Smarter way of doing this?

[Max M]

Anton Vredegoor wrote:

> Max M <maxm at mxm.dk> wrote:
> 
> 
>>I solved it by using acumulated probabilities instead. So the final 
>>version is here, if anybody cares.
> 
> Yes it's fast, but I don't think it's smart :-) Unfortunately I
> haven't got a working solution as an alternative, but only some code
> that "explains" what I mean:
> 
> 
>     def choice_generator(population,probabilities):
>         PC = zip(probabilities,population)
>         while 1:
>             p,c = max([(p*random(),c) for p,c in PC])
>             yield c
> 
> This is short and fast. However, the distribution of the outcomes is
> wrong, because the list of probabilities should be "adjusted" so that
> in the end the *outcomes* are distributed according to the
> "probabilities". Or should that be proportions?


I don't understand what you mean. If I calculate the deviations from 
what is expected, and use a large result set, I get very small deviations.

I am interrested in getting a result as a propertion of the probablilty, 
or more correctly in this case, the frequency. If I want it as 
probabilities I just have to normalise the sim to 1.0.

▶ _Dataset excerpts_:
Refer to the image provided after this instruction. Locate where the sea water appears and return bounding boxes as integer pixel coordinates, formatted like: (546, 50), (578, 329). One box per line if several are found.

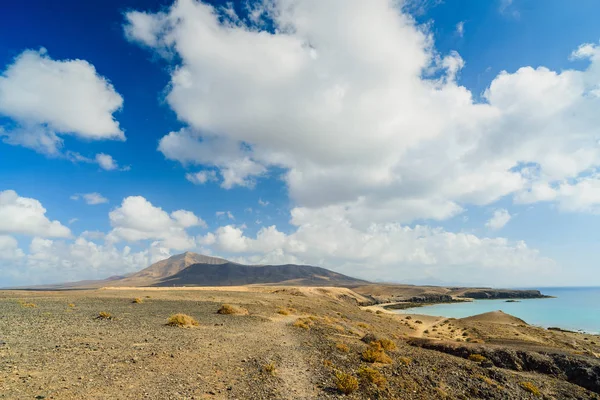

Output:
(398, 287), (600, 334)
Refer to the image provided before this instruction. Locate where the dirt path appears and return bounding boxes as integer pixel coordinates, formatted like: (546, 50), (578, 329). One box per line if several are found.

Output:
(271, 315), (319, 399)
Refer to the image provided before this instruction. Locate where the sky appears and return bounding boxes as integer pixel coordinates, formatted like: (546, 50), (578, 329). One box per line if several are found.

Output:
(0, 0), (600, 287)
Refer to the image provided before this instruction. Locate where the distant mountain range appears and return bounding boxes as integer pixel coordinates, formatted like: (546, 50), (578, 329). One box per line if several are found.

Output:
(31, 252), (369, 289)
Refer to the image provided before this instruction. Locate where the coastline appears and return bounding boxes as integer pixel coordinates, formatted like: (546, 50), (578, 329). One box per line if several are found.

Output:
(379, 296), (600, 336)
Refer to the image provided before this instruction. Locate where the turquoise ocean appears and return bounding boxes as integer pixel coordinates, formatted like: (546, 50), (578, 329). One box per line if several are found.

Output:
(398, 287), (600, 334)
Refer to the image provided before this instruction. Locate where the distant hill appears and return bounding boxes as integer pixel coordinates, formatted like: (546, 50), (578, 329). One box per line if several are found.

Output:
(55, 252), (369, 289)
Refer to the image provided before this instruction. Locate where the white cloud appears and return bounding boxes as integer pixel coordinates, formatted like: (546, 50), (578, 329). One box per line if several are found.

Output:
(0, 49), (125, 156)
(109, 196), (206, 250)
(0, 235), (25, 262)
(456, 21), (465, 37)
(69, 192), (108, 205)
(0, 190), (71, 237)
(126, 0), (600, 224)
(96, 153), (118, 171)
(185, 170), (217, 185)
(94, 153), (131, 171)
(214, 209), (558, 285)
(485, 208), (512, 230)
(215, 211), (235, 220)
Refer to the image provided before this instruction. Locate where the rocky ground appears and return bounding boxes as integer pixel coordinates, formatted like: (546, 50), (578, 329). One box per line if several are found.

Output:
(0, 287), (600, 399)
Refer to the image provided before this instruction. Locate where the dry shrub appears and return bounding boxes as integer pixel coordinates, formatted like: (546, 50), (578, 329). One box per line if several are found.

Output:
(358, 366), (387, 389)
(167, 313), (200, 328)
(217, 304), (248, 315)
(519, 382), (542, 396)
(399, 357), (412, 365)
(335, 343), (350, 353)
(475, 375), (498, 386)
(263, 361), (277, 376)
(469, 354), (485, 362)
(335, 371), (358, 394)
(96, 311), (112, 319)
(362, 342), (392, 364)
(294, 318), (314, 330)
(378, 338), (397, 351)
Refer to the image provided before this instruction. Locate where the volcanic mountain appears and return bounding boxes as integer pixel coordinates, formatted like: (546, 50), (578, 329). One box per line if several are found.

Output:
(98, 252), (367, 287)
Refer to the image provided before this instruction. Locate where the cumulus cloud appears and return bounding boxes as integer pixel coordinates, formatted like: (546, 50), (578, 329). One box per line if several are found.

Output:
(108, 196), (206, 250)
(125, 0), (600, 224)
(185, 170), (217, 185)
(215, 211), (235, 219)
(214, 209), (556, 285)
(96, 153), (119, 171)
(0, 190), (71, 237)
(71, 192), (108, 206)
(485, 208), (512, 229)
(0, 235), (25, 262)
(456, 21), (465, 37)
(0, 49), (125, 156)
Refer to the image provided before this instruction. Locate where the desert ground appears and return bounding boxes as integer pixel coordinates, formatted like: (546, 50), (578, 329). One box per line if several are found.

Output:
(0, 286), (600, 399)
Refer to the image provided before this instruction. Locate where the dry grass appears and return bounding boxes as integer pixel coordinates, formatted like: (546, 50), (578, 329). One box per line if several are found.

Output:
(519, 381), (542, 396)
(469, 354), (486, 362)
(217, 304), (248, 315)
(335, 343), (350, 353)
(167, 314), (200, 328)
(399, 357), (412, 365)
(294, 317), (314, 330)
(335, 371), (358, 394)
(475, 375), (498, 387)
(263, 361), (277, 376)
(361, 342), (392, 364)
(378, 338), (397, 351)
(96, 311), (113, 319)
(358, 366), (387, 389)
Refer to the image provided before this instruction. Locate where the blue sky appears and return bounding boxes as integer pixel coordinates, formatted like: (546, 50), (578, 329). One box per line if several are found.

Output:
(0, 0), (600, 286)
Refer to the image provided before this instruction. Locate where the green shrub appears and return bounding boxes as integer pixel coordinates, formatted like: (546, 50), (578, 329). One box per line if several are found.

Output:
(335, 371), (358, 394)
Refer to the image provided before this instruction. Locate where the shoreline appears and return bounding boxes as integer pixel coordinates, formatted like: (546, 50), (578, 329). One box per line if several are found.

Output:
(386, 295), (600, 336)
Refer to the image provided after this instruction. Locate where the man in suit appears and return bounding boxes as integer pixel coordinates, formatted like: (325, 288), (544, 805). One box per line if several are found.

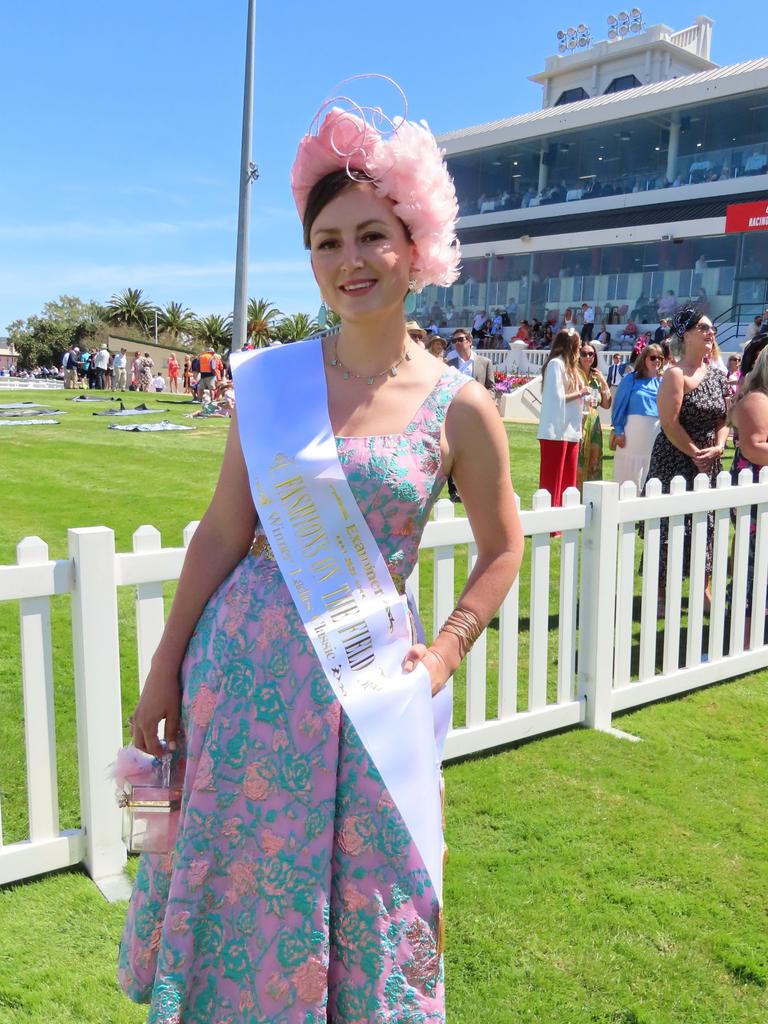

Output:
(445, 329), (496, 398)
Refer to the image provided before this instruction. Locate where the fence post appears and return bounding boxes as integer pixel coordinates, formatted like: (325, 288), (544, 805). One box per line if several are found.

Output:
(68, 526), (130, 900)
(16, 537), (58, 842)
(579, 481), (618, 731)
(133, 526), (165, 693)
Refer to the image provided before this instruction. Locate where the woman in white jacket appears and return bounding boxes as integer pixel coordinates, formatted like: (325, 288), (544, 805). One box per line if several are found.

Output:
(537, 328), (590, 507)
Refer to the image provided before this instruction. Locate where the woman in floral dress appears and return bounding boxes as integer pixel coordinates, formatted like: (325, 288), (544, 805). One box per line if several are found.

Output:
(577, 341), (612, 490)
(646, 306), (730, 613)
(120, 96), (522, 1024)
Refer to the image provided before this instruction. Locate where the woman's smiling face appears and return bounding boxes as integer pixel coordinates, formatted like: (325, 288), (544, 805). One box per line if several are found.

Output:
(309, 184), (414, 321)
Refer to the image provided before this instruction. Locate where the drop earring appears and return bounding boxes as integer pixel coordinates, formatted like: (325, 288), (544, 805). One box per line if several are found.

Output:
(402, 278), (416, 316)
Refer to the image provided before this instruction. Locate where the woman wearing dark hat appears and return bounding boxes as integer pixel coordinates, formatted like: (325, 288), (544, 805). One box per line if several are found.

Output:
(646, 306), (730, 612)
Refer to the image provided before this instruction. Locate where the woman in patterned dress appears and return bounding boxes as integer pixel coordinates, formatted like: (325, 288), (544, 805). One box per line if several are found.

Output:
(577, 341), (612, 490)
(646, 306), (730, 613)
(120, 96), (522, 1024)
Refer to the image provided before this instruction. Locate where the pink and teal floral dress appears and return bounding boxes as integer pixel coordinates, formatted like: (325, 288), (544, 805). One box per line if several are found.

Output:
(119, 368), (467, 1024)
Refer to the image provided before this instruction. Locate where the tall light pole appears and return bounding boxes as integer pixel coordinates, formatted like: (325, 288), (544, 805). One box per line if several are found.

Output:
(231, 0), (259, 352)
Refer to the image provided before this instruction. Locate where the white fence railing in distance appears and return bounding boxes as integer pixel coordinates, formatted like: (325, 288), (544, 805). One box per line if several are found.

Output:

▶ _Required work_:
#1 Copy the forum thread on weighted random choice word for word, starting at "Smarter way of" and ending with "if anybody cares.", both included.
#2 Extend the forum thread on weighted random choice, picking up right after its final sentence.
The items play no part in what you are asked to do here.

▶ _Final results_:
#1
Smarter way of doing this?

[Max M]

Anton Vredegoor wrote:

> Max M <maxm at mxm.dk> wrote:
> 
> 
>>I solved it by using acumulated probabilities instead. So the final 
>>version is here, if anybody cares.

#2
This has the advantage that the frequencies can be expressed as integers 
too. This is nice in my Markov chain class that count words in text, etc.

In my example below each letter should be occur 50% of the times of the 
previous letter.

Perhaps you mean that it should behave differently?

regards Max M



###################

probabilities = [16, 8, 4, 2, 1]
elements = ['a', 'b', 'c', 'd', 'e']
sample_size = 1000000

s = Selector(probabilities, elements)
r = s.get_range(sample_size)
r.sort()

previous = float(sample_size)
for element in elements:
     count = r.count(element)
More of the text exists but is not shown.